Communist Republic of Belarus
Radical Communist Militia of the Ostland
In the dense forests, swamps, and devastated villages of the Ostland, far from the Reich’s main military routes, operates an atypical and deeply ideological insurgent organization: the Belarus Communist Republic (BCR). Unlike other Slavic guerrilla movements, its struggle is not centered on national liberation, but on the total refoundation of the state under a renewed, harsh, and doctrinaire form of communism.
Origins
The BCR emerged between 1943 and 1944, following the destruction of classical Soviet authority and the complete German occupation of Belarus. Its ranks are composed of:
- Former local communist cadres
- Surviving political commissars
- Peasants radicalized by the occupation
- Young militants trained entirely in clandestinity, with no positive memory of the old Soviet regime
For them, the USSR was defeated not only by Germany, but by its own corruption, bureaucracy, and ideological betrayal.
Ideology
The Belarus Communist Republic upholds an extremely rigid doctrine:
- Rejection of both the Reich and classical Stalinism
- Denial of Belarusian nationalism as a vehicle of liberation
- The goal is not independence, but the creation of a new, purified, and self-sufficient communist state
Its internal slogan is explicit:
“Not to liberate Belarus, but to remake it.”
This approach isolates the BCR even from other insurgent groups, whom they regard as:
- “Petty-bourgeois nationalists”
- “Decadent remnants of the old order”
- “Covert collaborators”

**Brief 1:**
Copy the passage about the Belarus Communist Republic starting at "Communist Republic of" and ending at "form of communism.", replacing "Ostland" with "Eastern Territories".
**Brief 2:**
Carry on the account of the Belarus Communist Republic from the point where it stops.

Point localization data:
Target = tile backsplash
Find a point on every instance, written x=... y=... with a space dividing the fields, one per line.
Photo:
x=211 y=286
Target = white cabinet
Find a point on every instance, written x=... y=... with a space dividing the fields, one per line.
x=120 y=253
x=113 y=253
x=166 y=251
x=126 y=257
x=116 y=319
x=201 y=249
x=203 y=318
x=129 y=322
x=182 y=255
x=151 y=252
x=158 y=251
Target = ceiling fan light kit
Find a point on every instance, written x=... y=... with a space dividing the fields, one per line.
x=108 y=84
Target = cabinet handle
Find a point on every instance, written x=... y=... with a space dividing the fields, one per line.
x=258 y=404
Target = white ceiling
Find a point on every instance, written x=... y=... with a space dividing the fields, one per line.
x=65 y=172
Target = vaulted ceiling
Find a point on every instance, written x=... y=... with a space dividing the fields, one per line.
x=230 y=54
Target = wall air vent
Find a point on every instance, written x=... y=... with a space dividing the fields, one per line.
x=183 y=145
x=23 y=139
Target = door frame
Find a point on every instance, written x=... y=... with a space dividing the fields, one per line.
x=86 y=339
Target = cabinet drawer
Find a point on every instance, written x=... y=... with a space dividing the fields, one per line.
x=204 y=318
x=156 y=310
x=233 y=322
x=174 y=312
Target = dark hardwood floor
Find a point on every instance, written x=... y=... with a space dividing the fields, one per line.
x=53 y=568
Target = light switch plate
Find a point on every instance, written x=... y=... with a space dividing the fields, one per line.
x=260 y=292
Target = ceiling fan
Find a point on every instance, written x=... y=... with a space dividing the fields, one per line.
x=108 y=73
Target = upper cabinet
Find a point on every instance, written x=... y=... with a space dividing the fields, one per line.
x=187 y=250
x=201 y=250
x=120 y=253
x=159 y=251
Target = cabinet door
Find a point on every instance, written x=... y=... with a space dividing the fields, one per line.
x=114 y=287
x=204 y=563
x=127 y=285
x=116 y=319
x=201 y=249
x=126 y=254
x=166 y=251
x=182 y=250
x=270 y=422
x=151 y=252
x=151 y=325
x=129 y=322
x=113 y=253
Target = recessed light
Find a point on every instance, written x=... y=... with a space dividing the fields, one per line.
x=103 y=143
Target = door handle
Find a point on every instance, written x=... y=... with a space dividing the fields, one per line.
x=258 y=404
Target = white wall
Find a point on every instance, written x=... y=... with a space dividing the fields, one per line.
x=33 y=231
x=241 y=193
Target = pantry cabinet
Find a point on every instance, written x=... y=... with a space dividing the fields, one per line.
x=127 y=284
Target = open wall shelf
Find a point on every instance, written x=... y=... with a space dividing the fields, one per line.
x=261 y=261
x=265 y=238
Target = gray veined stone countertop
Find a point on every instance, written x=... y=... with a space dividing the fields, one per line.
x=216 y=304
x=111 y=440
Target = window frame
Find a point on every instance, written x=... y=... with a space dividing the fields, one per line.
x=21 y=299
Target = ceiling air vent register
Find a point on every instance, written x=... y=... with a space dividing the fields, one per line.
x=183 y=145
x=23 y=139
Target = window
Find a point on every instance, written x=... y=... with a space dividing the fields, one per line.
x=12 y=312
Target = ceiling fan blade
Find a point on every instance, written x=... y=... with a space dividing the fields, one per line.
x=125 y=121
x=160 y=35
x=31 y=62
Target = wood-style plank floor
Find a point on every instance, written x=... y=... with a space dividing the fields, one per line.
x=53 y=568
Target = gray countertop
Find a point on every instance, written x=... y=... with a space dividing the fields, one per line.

**Response area 1:**
Communist Republic of Belarus
Radical Communist Militia of the Eastern Territories
In the dense forests, swamps, and devastated villages of the Eastern Territories, far from the Reich’s main military routes, operates an atypical and deeply ideological insurgent organization: the Belarus Communist Republic (BCR). Unlike other Slavic guerrilla movements, its struggle is not centered on national liberation, but on the total refoundation of the state under a renewed, harsh, and doctrinaire form of communism.

**Response area 2:**
Structure
The BCR does not function as a conventional guerrilla force. It is organized as a clandestine proto-state, featuring:
- Local committees
- Mobile revolutionary tribunals
- Clandestine agricultural production cells
- Improvised ideological schools in hidden villages
Each armed unit includes a political commissar with absolute authority, even above the military commander.
Military Activity
Militarily, the BCR operates in a selective and restrained manner:
- Attacks against Reich civil administrators
- Elimination of local collaborators
- Sabotage of agricultural and logistical infrastructure
- Public executions of ideological deserters
They avoid large-scale engagements. Their priority is to survive, indoctrinate, and endure.
Relations with Other Groups
The BCR is almost completely isolated:
- It refuses cooperation with Belarusian nationalists
- It despises guerrillas supported from abroad
- It maintains hostile relations even with less radical communist groups
This isolation keeps them small in number, but extremely cohesive.
Relations with External Powers
They receive no direct support from any major power. Berlin considers them dangerous but secondary. Washington has little reliable information about them.
Paradoxically, the BCR views this isolation as a virtue:
“A communism that depends on others is already defeated.”
Situation in 1946
By 1946, the Belarus Communist Republic does not control open territory, but exists in invisible layers: villages, forests, and human networks. It is not an immediate threat to the Reich, but rather a persistent ideological virus, impossible to eradicate through military force alone.
They do not fight for the past.
They do not fight for the nation.
They fight for a Belarus that does not yet exist.